WORK TO DO: Gather every line from the listing below that contains the string "green", matching case exactly.

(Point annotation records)
┄┄┄┄┄┄

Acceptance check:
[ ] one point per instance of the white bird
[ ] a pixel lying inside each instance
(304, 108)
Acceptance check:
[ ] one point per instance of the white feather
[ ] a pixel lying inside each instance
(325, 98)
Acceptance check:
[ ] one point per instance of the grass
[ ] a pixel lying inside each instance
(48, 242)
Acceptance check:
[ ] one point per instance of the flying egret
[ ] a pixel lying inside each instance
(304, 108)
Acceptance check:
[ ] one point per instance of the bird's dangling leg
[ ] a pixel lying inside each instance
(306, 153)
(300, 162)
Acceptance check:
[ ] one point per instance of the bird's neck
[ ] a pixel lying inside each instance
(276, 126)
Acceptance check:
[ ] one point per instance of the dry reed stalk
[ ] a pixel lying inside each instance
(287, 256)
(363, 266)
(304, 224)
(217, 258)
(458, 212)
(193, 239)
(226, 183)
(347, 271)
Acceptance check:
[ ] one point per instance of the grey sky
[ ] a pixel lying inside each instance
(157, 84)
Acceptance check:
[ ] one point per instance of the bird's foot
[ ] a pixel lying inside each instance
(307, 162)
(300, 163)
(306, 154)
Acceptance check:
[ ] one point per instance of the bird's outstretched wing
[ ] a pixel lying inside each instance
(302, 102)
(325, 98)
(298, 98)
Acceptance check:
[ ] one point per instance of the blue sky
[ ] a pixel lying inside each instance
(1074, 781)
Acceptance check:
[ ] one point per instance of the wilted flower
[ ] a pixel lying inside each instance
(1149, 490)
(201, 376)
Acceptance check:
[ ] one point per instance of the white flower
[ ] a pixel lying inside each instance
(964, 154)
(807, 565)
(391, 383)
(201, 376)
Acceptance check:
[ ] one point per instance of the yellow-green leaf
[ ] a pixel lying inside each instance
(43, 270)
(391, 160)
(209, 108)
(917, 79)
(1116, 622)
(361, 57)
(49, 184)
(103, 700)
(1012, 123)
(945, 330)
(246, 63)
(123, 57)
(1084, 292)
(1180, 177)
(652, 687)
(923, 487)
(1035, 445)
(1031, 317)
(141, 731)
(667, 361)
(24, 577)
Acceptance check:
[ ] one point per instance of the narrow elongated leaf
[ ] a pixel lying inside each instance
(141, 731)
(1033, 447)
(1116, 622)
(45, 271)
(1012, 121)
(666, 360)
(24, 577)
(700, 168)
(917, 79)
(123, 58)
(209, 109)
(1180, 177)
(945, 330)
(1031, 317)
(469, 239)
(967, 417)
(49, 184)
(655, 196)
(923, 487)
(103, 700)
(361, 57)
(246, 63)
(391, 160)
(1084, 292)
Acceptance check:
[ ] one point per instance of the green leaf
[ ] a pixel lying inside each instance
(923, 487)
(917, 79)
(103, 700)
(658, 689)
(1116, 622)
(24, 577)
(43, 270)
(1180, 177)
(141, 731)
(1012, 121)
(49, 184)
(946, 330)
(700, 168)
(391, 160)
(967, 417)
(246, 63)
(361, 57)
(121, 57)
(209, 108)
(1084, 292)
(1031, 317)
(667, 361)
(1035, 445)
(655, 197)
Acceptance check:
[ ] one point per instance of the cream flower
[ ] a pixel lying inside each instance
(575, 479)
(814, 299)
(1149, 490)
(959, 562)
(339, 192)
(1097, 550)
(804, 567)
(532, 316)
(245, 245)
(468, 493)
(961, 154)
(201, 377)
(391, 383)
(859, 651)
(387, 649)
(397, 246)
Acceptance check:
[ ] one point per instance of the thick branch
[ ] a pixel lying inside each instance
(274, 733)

┄┄┄┄┄┄

RESULT FOR THIS EXERCISE:
[ ] one point per instance of the yellow-green leaf
[ ] one point per instance of the green leaf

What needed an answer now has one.